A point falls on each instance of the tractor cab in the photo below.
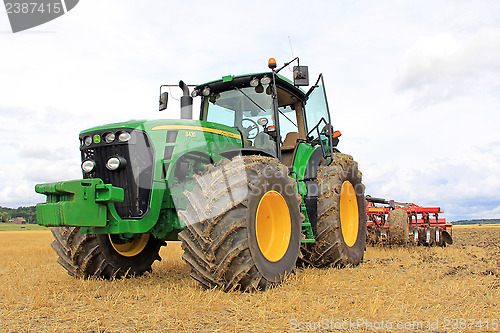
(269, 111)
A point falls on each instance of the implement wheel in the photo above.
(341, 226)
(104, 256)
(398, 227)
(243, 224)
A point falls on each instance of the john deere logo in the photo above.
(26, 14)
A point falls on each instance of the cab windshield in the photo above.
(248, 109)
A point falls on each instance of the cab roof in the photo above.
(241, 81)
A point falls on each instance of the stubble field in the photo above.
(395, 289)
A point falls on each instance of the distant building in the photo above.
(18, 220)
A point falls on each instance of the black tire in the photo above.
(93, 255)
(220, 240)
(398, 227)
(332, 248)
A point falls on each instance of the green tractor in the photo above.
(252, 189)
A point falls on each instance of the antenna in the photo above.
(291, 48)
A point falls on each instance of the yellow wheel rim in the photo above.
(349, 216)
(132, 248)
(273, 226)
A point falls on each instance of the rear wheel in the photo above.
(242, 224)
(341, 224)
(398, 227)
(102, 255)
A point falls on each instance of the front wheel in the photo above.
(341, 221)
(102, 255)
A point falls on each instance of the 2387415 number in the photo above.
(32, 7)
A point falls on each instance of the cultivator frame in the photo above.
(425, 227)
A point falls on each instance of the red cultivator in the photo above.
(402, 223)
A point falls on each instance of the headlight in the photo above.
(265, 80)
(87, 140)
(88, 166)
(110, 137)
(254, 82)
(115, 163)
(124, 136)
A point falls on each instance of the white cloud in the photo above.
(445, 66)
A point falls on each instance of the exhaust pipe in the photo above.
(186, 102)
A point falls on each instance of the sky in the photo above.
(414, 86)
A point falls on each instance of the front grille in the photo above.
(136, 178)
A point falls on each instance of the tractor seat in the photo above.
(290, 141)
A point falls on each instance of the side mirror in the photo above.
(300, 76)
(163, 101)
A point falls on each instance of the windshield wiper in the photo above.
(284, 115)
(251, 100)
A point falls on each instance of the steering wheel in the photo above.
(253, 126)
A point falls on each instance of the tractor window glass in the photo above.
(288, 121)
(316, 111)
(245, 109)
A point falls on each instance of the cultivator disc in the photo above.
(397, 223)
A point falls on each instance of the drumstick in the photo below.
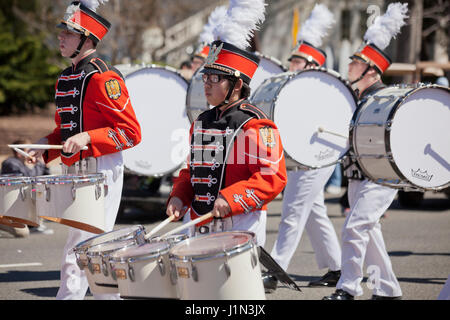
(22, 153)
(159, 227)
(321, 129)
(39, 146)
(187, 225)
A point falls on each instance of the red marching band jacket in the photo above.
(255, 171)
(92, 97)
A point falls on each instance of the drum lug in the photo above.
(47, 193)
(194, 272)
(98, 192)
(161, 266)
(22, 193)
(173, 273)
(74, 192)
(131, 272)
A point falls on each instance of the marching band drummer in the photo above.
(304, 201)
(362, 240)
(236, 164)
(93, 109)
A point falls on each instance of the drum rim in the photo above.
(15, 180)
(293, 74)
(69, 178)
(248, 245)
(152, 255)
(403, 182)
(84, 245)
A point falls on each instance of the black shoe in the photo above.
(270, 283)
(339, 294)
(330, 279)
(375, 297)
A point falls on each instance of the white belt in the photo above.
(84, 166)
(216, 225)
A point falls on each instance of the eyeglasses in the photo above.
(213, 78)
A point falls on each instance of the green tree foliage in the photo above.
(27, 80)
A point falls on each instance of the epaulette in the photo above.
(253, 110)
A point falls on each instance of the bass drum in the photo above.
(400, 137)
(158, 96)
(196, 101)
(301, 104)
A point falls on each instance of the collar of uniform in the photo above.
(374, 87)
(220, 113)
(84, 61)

____

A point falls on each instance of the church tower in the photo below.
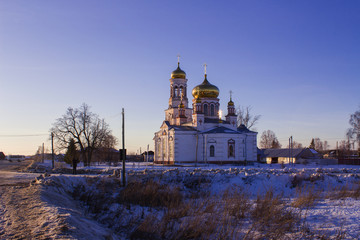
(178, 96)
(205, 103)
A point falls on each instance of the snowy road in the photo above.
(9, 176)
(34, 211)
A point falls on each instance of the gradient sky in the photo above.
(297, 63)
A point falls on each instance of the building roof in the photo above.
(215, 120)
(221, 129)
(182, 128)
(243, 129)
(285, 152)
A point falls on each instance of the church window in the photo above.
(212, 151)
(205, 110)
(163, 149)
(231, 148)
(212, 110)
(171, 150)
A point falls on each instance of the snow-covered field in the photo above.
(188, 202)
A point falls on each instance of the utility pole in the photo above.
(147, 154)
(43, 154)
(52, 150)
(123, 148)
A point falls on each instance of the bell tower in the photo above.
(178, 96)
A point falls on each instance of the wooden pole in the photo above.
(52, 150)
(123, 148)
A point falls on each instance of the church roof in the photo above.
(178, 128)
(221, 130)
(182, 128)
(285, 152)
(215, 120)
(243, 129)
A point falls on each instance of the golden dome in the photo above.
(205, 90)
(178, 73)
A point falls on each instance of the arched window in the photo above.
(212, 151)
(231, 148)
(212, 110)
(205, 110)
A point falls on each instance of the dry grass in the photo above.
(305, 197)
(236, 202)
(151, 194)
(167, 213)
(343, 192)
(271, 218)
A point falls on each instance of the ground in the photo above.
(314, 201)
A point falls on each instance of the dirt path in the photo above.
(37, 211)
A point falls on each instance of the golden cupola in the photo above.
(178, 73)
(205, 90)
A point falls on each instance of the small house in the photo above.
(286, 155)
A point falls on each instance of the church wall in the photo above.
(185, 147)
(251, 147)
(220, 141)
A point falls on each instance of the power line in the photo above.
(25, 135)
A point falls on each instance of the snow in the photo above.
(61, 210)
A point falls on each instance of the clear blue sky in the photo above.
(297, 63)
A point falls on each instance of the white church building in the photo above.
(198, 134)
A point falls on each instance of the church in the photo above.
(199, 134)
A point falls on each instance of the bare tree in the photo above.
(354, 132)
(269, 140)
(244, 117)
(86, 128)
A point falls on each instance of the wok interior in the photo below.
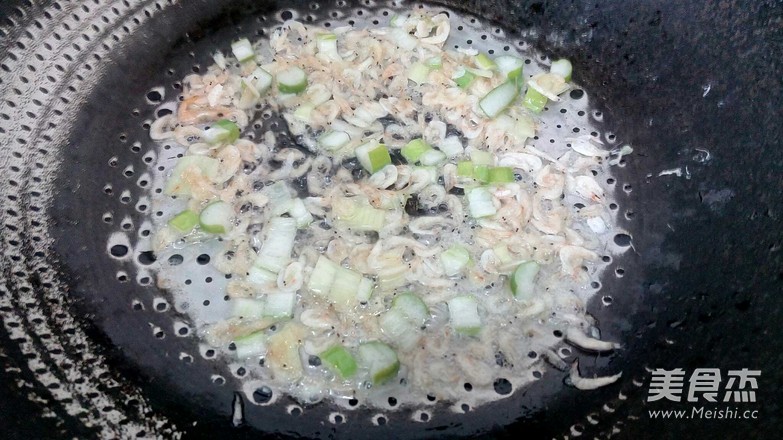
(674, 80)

____

**CHALLENGE:** Please pick out and copy every line of the listing above that contains the word "tower". Case counts.

**OUTPUT FOR THIS TASK:**
A point falls on each instance of the church tower in the photo below.
A point falls on each instance of the bell tower in the photo above.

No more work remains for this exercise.